Er gilt als der Retter des kleinen Provinztheaters Anklam, welches schon zu DDR-Zeiten von den Verantworlichen abgeschrieben war. Bis Wolfgang Bordel 1983 mit Kleists „Zerbrochenem Krug” sein erstes Stück am Theater der Peene-Stadt inszenierte. Mehr als 150 Regiearbeiten hatte Bordel seitdem auf den Bühnen der heutigen Vorpommerschen Landesbühne realisiert.
Er war ein Theater-Macher im wahrsten Sinne des Wortes. Das bereits vor der politischen Wende in der DDR bedrohte Kreisstadt-Theater Anklam stand 1989 eigentlch unausweichlich vor dem Aus. Der letzte Vorhang war längst beschlossene Sache. Doch der Macher Wolfgang Bordel macht und baute über die Jahre eine wahre vorpommersche Kulturfabrik auf.
Ob nun das Theaterzelt „Chapeau Rouge” in Heringsdorf, die Vineta-Bühne in Zinnowitz, die Usedomer Hafenbühne, die Blechbüchse und die Theaterakademie in Zinnowitz oser das Theater in Barth. Die Vorpommersche Landesbühne hat heute einen denkbar guten Namen. Allein der Ausbau der Open-Air-Aktivitäten war weise vorausschauend. Gerade die sichern als Zuschauer-Magneten bis heute die wirtschaftliche Existenz dieses Vorpommern-Theaters.

Ihn zeichnete immer eine beeindruckende Mischung aus Mut und Kreativität aus. Anfang der 1990ger Jahre war die Blechbüchse auf der Insel Usedom eine heruntergekommene Lagerhalle.
Die ließ Wolfgang Bordel umbauen, offiziell als „Urlauberbegegnungsstätte“ angemeldet. Erst nach dem Abschluss der Umbauarbeiten kam die offizielle behördliche Baugenehmigung. Aber so sagte er in einem Gespräch mit dem Mediendienst nordPR auf die Entstehung der Zinnowitzer Blechbüchse: „Kultur muss erfindungsreich sein und darf, ja muss für den guten Kutur-Zweck auch mal der Bürokratie nachhelfend zur Seite stehen.“
Am Ende freuten sich alle beteiligten Offiziellen und natürlich das Publikum über die neue Kuturstätte in Zinnowitz.

Wolfgang Bordel hatte stets eine politische Überzeugung die er auch vertrat, zweilen pragmatisch aber nie das Fähnchen nach dem Winde drehend. Seine erste Aktion 1983 als neuer Intendant in Anklam: Zum 1. Mai versprach er seinen teils nicht übermäßig DDR-treuen Schauspielern und Mitarbeitern Bockwurst und Freibier, wenn sie an der Mai-Demonstration teilnehmen würden. Sie kamen.

**Aufgabe**
Geben Sie aus dem Text über Wolfgang Bordel den Abschnitt wortgetreu aus, der mit „Ihn zeichnete immer“ beginnt und bis einschließlich „eine heruntergekommene Lagerhalle.“ reicht. Für die Bearbeitung sind die Zeilen ohne jeden Belang.

**Rohdaten**
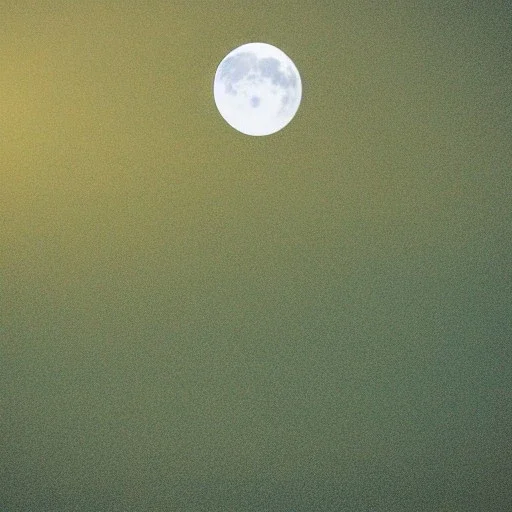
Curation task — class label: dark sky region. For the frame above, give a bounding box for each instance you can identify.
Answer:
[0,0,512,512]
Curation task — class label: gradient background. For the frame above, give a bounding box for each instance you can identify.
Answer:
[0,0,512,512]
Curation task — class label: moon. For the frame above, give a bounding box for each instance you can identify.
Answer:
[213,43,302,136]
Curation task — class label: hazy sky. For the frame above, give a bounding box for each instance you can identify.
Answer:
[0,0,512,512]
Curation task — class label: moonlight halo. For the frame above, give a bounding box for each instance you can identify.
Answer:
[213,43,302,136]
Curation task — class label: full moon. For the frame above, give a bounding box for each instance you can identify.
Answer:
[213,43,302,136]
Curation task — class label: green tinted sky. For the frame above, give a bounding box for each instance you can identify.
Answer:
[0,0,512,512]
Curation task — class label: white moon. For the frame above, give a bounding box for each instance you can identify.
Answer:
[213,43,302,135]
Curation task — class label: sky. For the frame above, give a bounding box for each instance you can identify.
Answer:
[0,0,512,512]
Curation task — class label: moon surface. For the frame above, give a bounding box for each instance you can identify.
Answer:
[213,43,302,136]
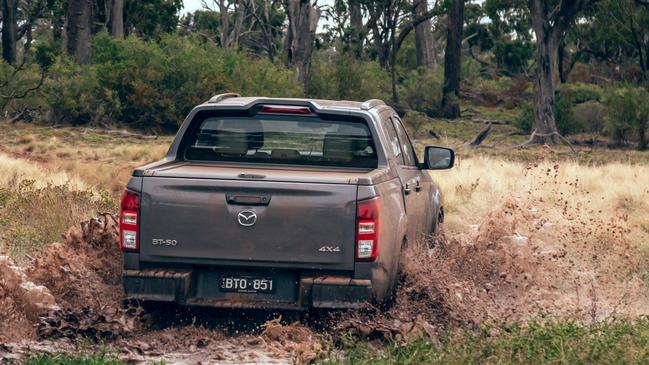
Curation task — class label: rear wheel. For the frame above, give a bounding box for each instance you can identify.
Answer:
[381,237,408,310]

---

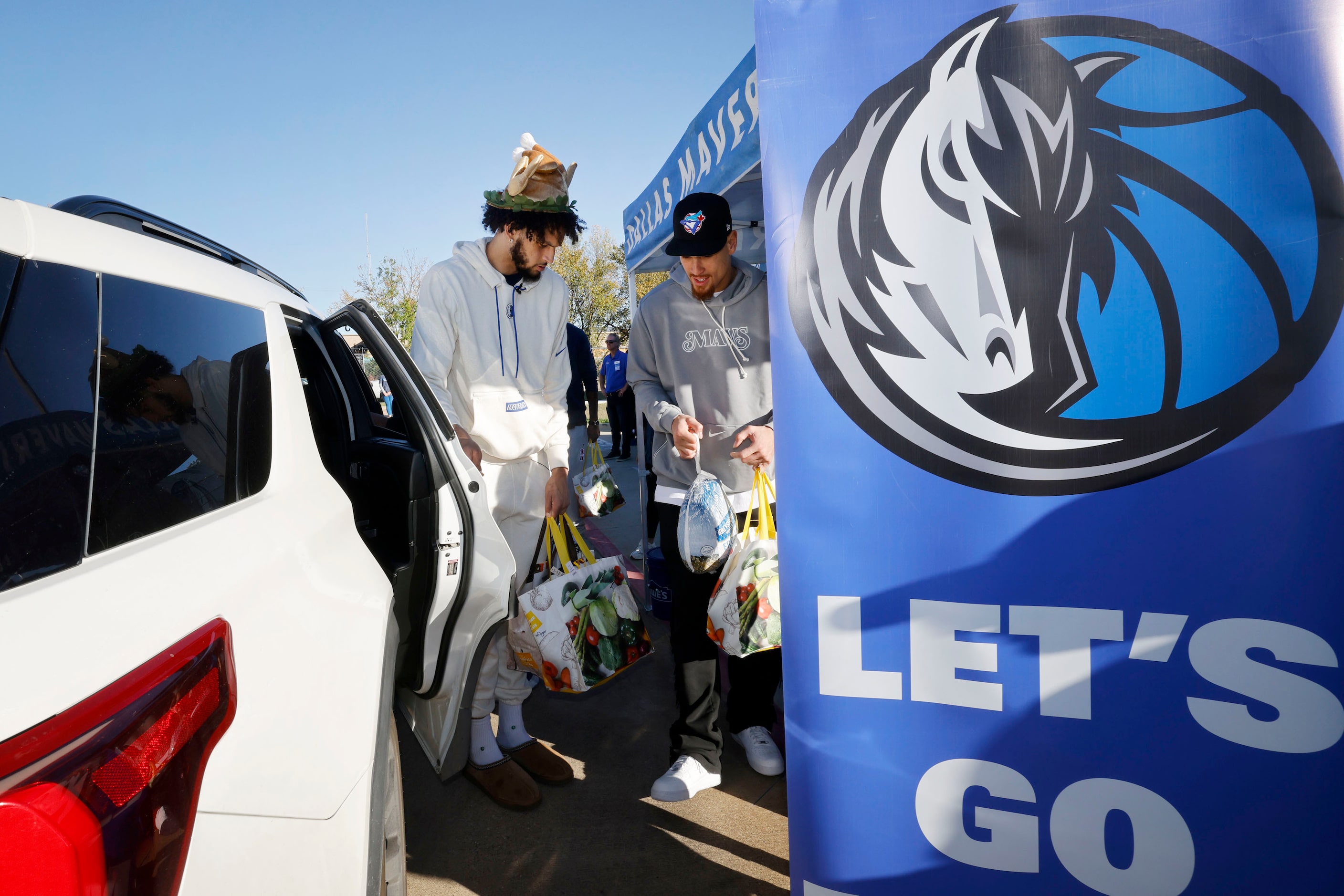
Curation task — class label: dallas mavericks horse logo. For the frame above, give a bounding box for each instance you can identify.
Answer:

**Lösung zur Übung**
Ihn zeichnete immer eine beeindruckende Mischung aus Mut und Kreativität aus. Anfang der 1990ger Jahre war die Blechbüchse auf der Insel Usedom eine heruntergekommene Lagerhalle.